__Task details__
In the text on stone surfaces, render this sentence in Spanish: "Because quartz is non-porous it naturally resists stains and bacteria, making it an excellent choice for kitchen and bathroom installations."

__Text segment__
· · · · ·
By industry standards, all calcereous rocks capable of taking a polish are called marble. One of the most popular stones for home interiors instilling a sophisticated feel to any decor. Used for floors, walls, fireplaces, furniture and vanity tops. The application of a glossy resin to fill voids and fissures is common to produce a more cosmetically attractive surface. Care for marble as you would any fine wood finish. Typical finishes: polished, honed and brushed.
Because quartz is non-porous it naturally resists stains and bacteria, making it an excellent choice for kitchen and bathroom installations. It’s very durable and resists chips and scratches making it ideal for countertops and high traffic applications.
One of nature’s oldest and most versatile building materials. Each type of limestone has its own characteristics adding natural texture to any residential and commercial project. Limestone has a soft and warm feel that creates a timeless and modern look. Most limestones have a low abrasion resistance and will develop a patina rapidly. Care for limestone as you would any fine wood finish. Typical finish: honed.
· · · · ·
(Stored data entries)
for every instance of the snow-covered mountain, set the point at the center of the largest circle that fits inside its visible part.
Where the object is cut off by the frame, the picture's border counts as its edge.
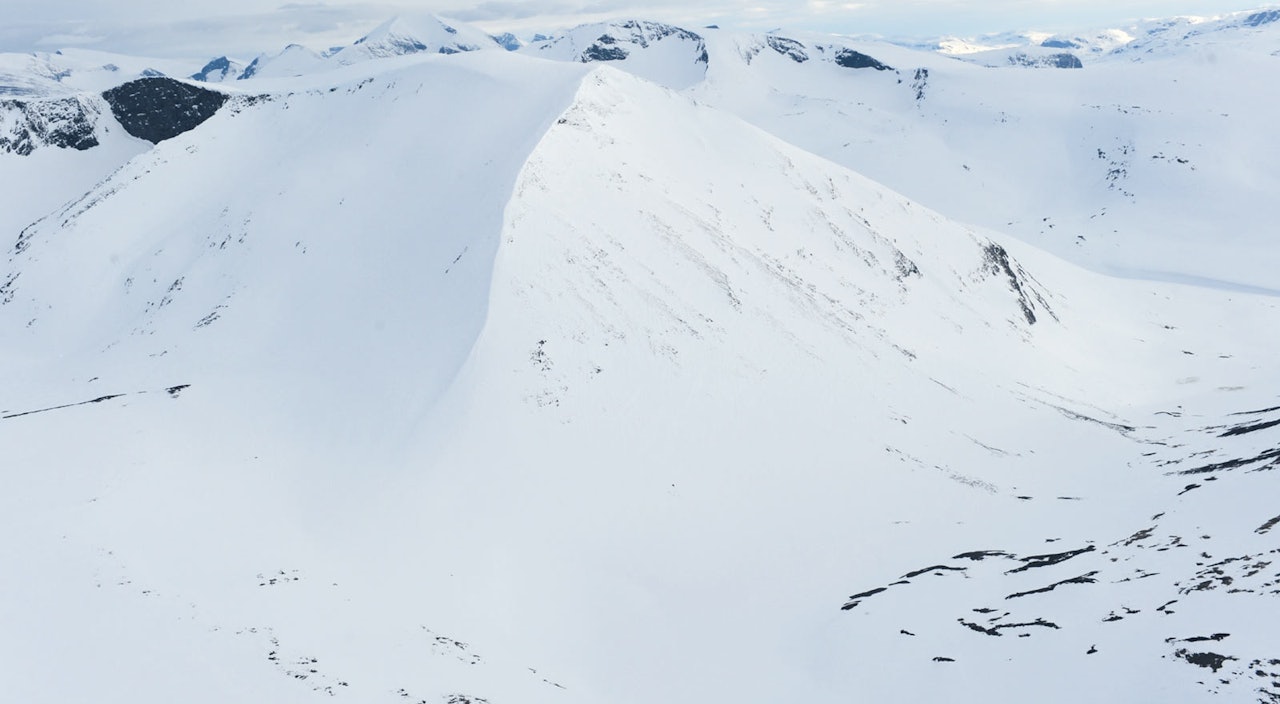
(620, 380)
(662, 53)
(394, 37)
· · · · ·
__Exercise result__
Como el cuarzo no es poroso, resiste de forma natural las manchas y las bacterias, lo que lo convierte en una excelente opción para instalaciones de cocina y baño.